Source text:
[cleanup][nexus] Break-up some of the megafiles

Related to https://github.com/oxidecomputer/omicron/pull/1013 , which split up the model.rs file into a directory.

Line count of some of the major files:

   3038 ./external_api/http_entrypoints.rs
   3685 ./db/datastore.rs
   4028 ./nexus.rs

This is subjective, but personally I find smaller files much easier to navigate - crossing the 1000+ LoC threshold makes it easy to introduce murky coupling, and makes it easy to create merge conflicts when working on fundamentally different portions of the stack.

Before we directly go and break up these files, @davepacheco brought up the question: do we want to restructure these things, rather than merely splitting into smaller files by related function?

Source:

Regarding nexus.rs: is it worth rethinking this one? The original idea was to have a sort of business logic layer between the datastore and the HTTP endpoints that could be shared with interfaces besides than the HTTP endpoints. The best case for something like this is the logic around instance_set_runtime(), which is non-trivial, unrelated to the HTTP API itself, and might be used elsewhere like sagas or Nexus background tasks.

At the same time it feels like there's a ton of boilerplate here where this layer isn't adding anything. For the various CRUD functions that are all just (1) use LookupPath to look up a resource and then (2) call a datastore function to do something with that resource, I wonder if we're better off doing that stuff directly from the HTTP entrypoints.

The datastore layer exposes a pretty low-level interface atop the database that attempts to ensure database-level integrity, but doesn't know about higher-level application-level concerns. Examples: the idea of an Actor or ConsoleSessionWithSiloId is specific to the authn subsystem. Maybe the way to break up Nexus is to have more of these subsystems, maybe for different groups of resources, like an "instance" submodule that would contain the equivalent of instance_set_runtime(), etc. This might be clearer than a monolithic layer like nexus.rs currently provides. This is also different from just splitting the existing Nexus functions into different files. There's still a question of what to do for things that really have no specialized logic around them that are just basic CRUD.

I agree on 1000 lines as a rough boundary where files start to feel unwieldy for the murky coupling reason.

Also, apologies to folks if I was too hasty on https://github.com/oxidecomputer/omicron/pull/1013 . Last night, I was adding a model to that class to represent a "Service" model, and I was frustrated because I struggled to identify "does this already exist or not" (and this is me! I contribute a lot to Omicron, I imagine it would only be more difficult for people who don't know the codebase as well)

By having everything in a single file, I had to either (1) guess the name of what it could be, or (2) read through the entire file. Again, this is subjective, but after refactoring I found "reading through the list of files" to be a much easier task.

What this exercise asks:
1. Retype word for word the part of the issue about breaking up the Nexus megafiles that opens with the words containing "Also, apologies to" and closes with "codebase as well)".
2. Pick up the issue about breaking up the Nexus megafiles after its last sentence and keep writing it.

Coordinate labeling data
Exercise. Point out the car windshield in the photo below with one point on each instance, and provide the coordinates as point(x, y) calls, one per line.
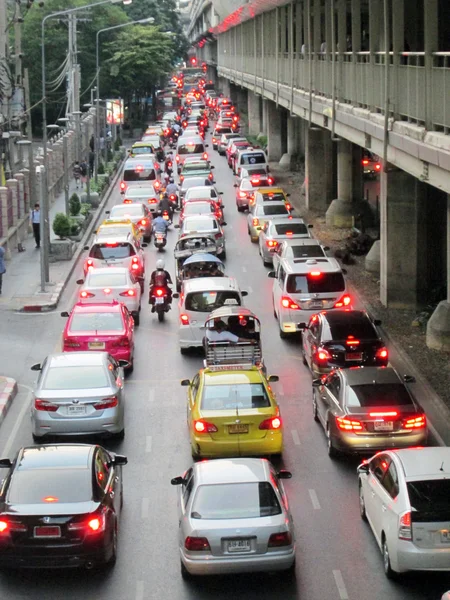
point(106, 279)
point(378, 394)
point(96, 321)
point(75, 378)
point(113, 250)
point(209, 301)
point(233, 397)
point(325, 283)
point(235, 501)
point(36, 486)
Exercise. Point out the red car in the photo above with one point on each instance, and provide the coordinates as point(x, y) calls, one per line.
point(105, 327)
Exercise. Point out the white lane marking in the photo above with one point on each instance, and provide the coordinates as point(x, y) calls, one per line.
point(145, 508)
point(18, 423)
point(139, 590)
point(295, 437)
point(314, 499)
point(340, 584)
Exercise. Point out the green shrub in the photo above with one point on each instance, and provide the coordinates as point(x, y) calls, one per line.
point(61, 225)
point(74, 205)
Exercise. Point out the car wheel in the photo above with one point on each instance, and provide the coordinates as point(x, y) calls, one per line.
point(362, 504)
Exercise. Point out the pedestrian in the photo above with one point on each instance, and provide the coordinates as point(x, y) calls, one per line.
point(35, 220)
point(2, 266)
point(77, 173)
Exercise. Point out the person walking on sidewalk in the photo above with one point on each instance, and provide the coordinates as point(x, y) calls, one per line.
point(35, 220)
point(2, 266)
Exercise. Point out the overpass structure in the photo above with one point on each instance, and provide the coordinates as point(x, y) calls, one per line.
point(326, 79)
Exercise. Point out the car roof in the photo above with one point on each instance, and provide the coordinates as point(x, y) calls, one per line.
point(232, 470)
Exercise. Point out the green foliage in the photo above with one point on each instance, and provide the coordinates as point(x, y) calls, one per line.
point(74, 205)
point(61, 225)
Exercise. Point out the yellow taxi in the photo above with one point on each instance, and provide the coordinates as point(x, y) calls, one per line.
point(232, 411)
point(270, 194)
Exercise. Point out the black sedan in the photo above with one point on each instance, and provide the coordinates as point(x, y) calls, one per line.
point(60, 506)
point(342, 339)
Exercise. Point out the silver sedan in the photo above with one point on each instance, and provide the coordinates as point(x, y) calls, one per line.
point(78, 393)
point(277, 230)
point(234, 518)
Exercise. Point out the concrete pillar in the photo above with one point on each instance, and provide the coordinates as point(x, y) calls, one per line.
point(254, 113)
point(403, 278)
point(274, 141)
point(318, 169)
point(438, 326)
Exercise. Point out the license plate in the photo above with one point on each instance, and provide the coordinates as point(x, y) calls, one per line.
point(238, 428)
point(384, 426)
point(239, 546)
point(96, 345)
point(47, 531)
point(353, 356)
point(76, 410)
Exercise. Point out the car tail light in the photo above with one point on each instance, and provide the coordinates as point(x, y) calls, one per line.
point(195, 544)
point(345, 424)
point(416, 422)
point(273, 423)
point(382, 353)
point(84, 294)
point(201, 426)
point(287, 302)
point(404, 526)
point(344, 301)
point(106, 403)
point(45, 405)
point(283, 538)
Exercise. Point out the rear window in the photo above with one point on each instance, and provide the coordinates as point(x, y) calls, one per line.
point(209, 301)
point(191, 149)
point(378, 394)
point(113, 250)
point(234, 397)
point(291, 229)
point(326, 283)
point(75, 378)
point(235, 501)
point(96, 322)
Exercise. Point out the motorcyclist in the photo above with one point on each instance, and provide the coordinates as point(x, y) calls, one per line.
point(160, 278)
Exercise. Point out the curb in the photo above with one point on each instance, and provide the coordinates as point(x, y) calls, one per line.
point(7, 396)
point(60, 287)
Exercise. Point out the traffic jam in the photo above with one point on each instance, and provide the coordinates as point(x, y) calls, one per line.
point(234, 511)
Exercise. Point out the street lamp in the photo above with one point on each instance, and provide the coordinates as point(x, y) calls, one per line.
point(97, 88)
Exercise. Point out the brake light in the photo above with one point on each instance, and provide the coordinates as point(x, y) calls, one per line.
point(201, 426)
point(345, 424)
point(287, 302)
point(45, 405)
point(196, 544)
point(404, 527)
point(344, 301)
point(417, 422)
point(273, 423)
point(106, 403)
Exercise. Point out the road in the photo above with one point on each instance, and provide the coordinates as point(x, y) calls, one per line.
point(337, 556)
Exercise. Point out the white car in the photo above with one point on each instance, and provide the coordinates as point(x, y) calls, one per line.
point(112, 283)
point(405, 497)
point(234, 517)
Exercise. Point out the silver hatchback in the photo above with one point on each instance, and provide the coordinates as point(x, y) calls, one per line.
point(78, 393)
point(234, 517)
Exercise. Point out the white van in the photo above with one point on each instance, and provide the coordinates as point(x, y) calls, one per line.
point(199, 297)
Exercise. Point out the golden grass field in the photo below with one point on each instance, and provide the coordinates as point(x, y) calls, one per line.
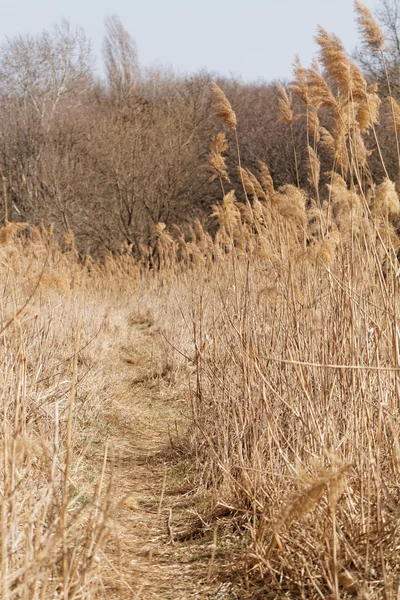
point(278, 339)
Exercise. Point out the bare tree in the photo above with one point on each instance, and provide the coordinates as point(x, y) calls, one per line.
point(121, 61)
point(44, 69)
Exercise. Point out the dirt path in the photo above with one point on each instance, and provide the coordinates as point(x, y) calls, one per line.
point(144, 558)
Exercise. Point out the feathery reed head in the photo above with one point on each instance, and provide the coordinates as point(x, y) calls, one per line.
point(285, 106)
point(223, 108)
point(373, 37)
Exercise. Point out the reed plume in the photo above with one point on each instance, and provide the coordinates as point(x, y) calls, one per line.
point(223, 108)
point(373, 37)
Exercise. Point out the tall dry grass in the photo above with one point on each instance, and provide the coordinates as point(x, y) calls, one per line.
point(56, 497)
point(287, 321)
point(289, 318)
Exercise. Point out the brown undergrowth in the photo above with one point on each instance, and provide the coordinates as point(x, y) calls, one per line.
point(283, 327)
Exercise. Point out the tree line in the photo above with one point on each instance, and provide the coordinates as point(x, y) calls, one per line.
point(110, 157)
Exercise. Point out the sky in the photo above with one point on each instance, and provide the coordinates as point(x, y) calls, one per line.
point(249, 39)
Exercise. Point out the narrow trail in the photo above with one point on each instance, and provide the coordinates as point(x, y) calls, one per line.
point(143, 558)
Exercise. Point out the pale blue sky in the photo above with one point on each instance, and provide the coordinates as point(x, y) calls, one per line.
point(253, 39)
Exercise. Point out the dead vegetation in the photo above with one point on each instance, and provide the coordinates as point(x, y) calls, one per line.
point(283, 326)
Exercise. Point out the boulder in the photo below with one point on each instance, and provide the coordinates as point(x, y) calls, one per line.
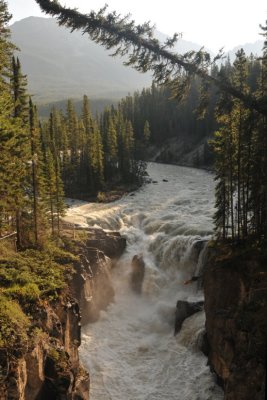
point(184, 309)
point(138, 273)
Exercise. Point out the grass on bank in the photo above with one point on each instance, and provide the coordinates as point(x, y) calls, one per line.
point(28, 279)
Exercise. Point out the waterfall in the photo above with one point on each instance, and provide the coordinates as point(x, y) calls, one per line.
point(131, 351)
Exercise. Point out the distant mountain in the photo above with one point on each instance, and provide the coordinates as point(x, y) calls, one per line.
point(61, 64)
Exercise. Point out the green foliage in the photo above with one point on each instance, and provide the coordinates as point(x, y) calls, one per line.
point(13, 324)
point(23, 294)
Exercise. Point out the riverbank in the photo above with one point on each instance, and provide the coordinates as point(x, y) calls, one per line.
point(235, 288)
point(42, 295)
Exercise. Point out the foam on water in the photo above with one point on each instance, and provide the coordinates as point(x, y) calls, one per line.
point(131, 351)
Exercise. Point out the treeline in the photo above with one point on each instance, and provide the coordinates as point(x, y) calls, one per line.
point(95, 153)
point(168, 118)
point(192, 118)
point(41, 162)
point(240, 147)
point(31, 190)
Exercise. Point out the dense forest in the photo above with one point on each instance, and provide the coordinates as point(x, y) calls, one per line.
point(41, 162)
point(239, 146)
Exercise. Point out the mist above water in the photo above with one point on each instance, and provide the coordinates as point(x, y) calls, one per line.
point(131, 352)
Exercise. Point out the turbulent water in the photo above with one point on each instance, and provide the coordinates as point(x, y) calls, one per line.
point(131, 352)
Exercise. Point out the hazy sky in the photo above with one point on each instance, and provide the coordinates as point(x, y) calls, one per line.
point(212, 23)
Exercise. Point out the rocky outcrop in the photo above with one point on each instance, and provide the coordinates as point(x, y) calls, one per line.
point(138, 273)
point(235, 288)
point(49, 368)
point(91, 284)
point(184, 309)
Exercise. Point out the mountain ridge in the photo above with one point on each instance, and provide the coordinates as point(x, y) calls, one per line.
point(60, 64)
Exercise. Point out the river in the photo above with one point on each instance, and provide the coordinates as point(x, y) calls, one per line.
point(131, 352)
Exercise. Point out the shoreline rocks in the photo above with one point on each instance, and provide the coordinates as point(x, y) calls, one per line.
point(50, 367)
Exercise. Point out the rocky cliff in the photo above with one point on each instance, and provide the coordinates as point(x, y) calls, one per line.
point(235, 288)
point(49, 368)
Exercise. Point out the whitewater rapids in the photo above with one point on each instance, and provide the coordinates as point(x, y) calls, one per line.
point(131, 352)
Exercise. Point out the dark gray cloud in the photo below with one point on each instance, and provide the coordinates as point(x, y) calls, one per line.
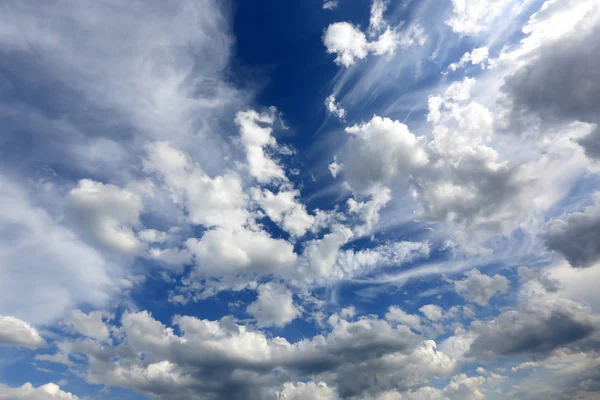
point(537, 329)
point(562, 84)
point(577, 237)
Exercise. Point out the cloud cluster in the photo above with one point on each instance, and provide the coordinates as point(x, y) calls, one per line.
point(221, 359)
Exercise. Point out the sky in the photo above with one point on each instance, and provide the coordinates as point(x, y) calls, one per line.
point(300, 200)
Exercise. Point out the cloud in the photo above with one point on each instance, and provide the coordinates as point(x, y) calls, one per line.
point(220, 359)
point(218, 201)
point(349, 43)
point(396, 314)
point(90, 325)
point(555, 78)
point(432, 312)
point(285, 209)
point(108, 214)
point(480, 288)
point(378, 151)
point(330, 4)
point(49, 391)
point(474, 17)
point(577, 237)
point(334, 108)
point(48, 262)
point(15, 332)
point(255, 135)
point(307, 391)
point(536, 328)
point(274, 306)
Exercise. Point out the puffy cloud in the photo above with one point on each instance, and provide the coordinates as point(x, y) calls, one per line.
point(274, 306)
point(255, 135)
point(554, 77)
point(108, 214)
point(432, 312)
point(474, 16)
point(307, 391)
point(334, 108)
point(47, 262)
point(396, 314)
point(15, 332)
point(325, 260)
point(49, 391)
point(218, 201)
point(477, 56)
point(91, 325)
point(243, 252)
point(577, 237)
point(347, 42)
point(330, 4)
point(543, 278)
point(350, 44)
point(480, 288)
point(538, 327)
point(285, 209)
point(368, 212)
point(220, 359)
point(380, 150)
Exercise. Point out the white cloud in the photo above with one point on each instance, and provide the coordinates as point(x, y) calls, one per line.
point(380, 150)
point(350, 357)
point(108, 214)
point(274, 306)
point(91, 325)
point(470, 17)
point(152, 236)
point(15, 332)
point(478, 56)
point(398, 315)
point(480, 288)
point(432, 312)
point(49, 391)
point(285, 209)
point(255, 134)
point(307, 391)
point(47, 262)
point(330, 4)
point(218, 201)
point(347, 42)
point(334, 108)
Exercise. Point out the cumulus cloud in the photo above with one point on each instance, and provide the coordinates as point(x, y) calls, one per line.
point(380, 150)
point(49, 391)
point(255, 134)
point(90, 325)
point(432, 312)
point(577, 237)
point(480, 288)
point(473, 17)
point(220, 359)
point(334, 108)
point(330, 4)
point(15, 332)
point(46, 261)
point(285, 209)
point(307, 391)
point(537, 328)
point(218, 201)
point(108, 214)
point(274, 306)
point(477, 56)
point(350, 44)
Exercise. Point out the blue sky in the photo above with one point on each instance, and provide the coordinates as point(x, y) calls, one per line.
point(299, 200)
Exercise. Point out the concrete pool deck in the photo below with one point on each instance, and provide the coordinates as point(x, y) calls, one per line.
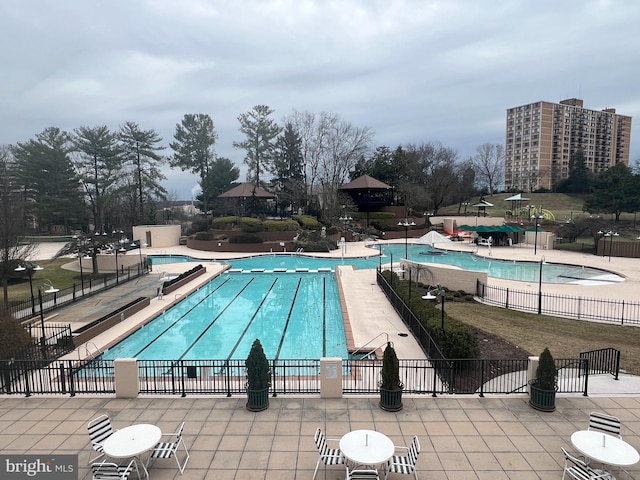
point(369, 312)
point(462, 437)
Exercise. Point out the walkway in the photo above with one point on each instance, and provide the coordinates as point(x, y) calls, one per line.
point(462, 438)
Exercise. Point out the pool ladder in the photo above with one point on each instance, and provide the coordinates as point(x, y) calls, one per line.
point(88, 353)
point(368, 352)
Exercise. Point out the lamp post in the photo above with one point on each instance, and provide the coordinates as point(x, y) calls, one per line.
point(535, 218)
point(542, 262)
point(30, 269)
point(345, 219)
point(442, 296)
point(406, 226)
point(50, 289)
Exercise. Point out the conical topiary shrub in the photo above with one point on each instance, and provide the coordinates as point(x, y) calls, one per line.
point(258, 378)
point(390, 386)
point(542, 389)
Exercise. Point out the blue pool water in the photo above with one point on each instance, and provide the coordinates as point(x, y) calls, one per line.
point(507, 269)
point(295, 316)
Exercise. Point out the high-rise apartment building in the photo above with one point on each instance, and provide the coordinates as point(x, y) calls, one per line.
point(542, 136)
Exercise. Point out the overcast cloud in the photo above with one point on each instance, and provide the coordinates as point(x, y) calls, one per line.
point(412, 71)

Outputs by task:
1.
Also, apologies to folks if I was too hasty on https://github.com/oxidecomputer/omicron/pull/1013 . Last night, I was adding a model to that class to represent a "Service" model, and I was frustrated because I struggled to identify "does this already exist or not" (and this is me! I contribute a lot to Omicron, I imagine it would only be more difficult for people who don't know the codebase as well)

2.
Responding to some of @davepacheco 's thoughts on nexus.rs vs the HTTP entrypoints:

I personally like the distinction between "HTTP layer", "Database layer" and "Nexus's application (integration)" layer. I think each layer provides something distinct, and by narrowing responsibility, the complexity is reduced.

Maybe the way to break up Nexus is to have more of these subsystems, maybe for different groups of resources, like an "instance" submodule that would contain the equivalent of instance_set_runtime(), etc. This might be clearer than a monolithic layer like nexus.rs currently provides. This is also different from just splitting the existing Nexus functions into different files.

Maybe I'm not understanding, but how is this different from splitting the existing Nexus functions into different files?

Categorization

Looking at nexus.rs's usage of instances, I see the following categories of functions:

"External operation on container of instances (like project)"

https://github.com/oxidecomputer/omicron/blob/c8c7f34f2de7f88a543c74e1e075262374becdee/nexus/src/nexus.rs#L1418-L1433

"External operation directly on instance"

https://github.com/oxidecomputer/omicron/blob/c8c7f34f2de7f88a543c74e1e075262374becdee/nexus/src/nexus.rs#L1582-L1596

"Internal operation directly on instance"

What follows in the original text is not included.